[Stored data entries]
*-*-*

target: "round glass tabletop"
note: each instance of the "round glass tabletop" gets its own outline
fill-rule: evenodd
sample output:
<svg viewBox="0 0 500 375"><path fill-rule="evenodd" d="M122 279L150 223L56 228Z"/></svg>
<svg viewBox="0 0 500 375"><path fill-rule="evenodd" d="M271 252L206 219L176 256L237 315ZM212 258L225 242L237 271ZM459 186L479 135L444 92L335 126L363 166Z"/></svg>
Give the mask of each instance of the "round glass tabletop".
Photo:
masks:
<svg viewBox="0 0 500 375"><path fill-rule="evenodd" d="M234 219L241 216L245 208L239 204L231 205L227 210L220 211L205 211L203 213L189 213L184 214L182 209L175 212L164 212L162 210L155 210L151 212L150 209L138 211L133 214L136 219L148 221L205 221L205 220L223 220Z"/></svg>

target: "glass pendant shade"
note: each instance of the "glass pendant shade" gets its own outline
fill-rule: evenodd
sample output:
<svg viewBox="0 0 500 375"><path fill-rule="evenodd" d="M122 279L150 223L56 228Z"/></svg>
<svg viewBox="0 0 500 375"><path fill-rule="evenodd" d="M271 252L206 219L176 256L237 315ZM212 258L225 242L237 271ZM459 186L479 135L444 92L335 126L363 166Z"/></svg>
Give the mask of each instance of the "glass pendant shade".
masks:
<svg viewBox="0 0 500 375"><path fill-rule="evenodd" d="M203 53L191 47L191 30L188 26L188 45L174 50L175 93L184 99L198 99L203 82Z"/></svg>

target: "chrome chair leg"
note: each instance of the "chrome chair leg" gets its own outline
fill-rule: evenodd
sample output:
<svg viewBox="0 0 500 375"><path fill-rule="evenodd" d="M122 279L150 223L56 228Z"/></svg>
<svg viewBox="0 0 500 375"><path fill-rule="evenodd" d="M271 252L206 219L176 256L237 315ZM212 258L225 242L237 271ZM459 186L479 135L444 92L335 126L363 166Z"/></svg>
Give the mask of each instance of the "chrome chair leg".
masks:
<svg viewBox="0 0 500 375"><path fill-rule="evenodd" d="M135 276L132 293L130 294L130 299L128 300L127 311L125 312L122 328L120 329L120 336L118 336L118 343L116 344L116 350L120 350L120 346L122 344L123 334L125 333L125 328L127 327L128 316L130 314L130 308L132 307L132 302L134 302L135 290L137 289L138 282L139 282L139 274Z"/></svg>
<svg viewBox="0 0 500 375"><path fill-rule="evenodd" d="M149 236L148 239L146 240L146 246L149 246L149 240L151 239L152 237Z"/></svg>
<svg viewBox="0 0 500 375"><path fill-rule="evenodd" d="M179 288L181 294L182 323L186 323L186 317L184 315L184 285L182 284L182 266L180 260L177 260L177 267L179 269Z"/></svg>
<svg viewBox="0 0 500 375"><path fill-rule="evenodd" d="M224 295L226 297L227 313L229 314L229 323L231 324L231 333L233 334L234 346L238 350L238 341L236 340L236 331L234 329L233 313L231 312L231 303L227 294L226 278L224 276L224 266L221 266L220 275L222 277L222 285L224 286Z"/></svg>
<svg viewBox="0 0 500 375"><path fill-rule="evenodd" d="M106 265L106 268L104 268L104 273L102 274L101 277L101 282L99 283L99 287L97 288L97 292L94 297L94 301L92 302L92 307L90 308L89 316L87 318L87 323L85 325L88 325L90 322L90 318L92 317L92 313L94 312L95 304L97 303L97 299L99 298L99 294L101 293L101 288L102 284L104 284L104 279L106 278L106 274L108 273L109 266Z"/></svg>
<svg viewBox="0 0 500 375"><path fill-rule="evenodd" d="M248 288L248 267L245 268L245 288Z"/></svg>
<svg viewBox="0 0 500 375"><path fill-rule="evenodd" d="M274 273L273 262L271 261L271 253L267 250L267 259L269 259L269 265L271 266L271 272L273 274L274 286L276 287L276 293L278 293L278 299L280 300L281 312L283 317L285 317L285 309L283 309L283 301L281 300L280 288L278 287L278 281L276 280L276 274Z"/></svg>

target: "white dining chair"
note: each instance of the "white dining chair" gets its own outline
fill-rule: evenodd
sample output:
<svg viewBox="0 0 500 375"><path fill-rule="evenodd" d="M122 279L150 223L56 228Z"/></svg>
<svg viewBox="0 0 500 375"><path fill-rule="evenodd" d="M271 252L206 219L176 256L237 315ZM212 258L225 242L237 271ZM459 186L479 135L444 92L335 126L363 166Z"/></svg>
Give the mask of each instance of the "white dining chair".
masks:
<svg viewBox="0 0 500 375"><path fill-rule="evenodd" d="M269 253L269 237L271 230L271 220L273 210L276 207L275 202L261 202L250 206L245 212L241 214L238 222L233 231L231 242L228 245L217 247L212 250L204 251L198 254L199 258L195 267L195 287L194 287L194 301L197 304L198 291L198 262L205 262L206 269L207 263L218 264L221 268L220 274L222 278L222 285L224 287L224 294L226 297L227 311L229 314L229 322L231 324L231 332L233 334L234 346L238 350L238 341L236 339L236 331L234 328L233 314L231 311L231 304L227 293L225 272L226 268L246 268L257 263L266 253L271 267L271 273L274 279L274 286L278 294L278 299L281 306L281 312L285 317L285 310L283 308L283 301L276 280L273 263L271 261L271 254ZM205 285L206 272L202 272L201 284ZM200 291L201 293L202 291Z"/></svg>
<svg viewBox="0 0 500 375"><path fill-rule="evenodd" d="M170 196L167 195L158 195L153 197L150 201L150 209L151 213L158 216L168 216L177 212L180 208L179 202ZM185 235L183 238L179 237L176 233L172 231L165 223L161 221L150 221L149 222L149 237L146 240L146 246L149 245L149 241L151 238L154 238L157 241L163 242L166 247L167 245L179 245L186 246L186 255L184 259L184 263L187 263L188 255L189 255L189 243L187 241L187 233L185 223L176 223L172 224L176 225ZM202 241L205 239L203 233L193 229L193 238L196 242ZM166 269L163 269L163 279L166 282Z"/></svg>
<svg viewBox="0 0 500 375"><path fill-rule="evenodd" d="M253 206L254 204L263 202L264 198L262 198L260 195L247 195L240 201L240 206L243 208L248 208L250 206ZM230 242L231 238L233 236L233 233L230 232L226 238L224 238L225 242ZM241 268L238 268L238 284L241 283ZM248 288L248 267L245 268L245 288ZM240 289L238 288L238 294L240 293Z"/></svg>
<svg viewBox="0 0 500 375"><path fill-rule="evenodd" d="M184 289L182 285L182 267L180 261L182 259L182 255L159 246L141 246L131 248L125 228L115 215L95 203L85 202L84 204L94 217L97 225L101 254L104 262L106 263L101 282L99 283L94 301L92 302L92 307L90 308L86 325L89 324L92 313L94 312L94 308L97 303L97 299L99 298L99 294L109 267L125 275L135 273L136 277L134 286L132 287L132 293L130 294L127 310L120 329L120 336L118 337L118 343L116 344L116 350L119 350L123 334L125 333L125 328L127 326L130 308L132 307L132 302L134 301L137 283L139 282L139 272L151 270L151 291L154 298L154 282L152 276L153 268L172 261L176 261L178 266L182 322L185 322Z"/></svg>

*-*-*

=== Task prompt ===
Search the entries for the word "each", then gather every line that has it.

=== Response ===
note: each instance of the "round glass tabletop" gets its own outline
Give the mask of each instance of the "round glass tabletop".
note: each instance of the "glass pendant shade" gets its own outline
Give the mask of each instance of the "glass pendant shade".
note: each instance of the "chrome chair leg" gets its own outline
Give the mask of each instance of the "chrome chair leg".
note: each instance of the "white dining chair" gets its own outline
Give the mask of each instance of the "white dining chair".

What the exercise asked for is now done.